#### Exercise prompt
Summarize the blog post below in two sentences.

One of the best things about having a blog and using social media has been connecting with others that I otherwise would never meet. It makes the world a smaller place and connects your story with others and I’m thankful how God can use that in each of our lives in unique ways.
Recently a woman named Heather found my blog and shared her story with me. It’s definitely a “lemonade story” and one I think you’ll be encouraged to read. Here’s a small part of her story. If you want to read more about her journey with cancer and miraculous recovery visit her blog.
I’m sure that you are familiar with the ancient adage: “It takes a village.” I’ve heard the saying tossed around idly in conversations, but it is a saying that has come to have profound meaning in my life.
My daughter was born on August 4th, 2005 after a mostly uneventful pregnancy. The pregnancy was without any complications. I experienced no morning, afternoon or evening sickness. Up until the delivery date, when we found out that there was a possibility of a breech birth, we had no worries. My C-section went flawlessly. My village surrounded me: my family, my husband’s family, close friends all gathered together in the days after the birth, eager to behold the new addition to the family.
Lily’s arrival, as with the arrival of any new addition to the family, caused a significant shift in my focus. Before my daughter’s birth, I was part owner of a large, successful salon. I managed one of the three salons, I had over 20 employees, and I worked behind the chair myself. After being at home with Lily a couple of weeks, I found out that I was changing salons and would be helping to take over the management functions at another location. Although the workload was lighter, I was still not thrilled about the move. Furthermore, I didn’t fancy the idea of being away from my little angel.
Within a month of returning to work and getting back acquainted with the frenzied pace work life, things took a turn for the worse and started to go downhill. I started feeling unusually tired and winded. Tasks that I would perform with no problem, all of a sudden, left me physically drained. Initially, I attributed these symptoms to my new workload, juggling the obligations of my home and my career. These symptoms, coupled with drastic weight loss of about five to seven pounds per week, caused me to entertain the possibility of something more insidious than merely a hectic schedule.

[Source data]
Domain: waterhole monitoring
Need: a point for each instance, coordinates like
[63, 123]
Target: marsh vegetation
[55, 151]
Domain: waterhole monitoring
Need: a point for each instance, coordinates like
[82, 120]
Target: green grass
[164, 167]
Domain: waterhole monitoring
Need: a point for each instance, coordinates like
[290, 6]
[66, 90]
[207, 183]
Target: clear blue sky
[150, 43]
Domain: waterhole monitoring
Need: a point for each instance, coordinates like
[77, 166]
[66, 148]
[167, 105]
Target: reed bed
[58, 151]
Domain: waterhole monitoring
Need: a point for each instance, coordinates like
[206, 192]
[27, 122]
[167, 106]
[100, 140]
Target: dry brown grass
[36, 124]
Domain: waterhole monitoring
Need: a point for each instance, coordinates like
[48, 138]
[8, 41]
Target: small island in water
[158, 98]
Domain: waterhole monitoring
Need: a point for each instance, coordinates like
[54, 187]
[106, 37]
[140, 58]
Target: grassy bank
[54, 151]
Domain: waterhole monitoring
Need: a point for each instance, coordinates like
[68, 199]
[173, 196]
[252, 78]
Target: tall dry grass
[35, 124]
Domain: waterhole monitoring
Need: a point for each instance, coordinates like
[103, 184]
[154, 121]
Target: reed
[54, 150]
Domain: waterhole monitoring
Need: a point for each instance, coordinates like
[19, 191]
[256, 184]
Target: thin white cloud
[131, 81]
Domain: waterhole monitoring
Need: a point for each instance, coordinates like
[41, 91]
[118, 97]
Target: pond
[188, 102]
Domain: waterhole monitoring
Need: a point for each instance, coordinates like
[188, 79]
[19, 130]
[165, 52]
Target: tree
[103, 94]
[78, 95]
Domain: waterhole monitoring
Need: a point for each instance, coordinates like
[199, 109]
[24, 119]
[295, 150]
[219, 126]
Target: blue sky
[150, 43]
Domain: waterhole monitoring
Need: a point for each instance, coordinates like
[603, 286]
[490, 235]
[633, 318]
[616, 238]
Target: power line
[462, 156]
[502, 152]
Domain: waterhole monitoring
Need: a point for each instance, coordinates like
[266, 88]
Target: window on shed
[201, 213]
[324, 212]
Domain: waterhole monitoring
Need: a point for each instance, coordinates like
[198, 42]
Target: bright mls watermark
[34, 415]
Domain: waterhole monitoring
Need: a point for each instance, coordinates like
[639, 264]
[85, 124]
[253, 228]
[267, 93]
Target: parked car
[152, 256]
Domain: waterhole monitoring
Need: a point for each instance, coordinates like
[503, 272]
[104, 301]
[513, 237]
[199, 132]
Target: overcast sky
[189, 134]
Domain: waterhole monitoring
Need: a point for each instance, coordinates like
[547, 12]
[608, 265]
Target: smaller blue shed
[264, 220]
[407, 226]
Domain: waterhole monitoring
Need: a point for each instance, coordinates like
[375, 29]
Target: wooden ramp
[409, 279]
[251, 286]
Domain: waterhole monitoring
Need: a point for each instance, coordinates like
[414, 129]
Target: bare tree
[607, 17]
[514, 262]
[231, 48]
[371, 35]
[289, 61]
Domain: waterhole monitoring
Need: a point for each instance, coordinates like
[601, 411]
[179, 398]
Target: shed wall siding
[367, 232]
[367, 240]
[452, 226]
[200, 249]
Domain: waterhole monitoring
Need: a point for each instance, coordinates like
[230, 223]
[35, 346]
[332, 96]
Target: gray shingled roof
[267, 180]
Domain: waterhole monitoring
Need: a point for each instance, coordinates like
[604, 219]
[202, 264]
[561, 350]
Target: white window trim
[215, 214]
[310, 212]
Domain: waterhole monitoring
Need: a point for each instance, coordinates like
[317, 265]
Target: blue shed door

#### Task result
The blogger introduces Heather, a woman who found the blog and shared her "lemonade story" of cancer and miraculous recovery. In her excerpt, Heather describes the uneventful pregnancy and birth of her daughter Lily in 2005, her move to managing a different salon location, and the unusual tiredness and drastic weight loss that began within a month of returning to work and made her suspect something worse than a hectic schedule.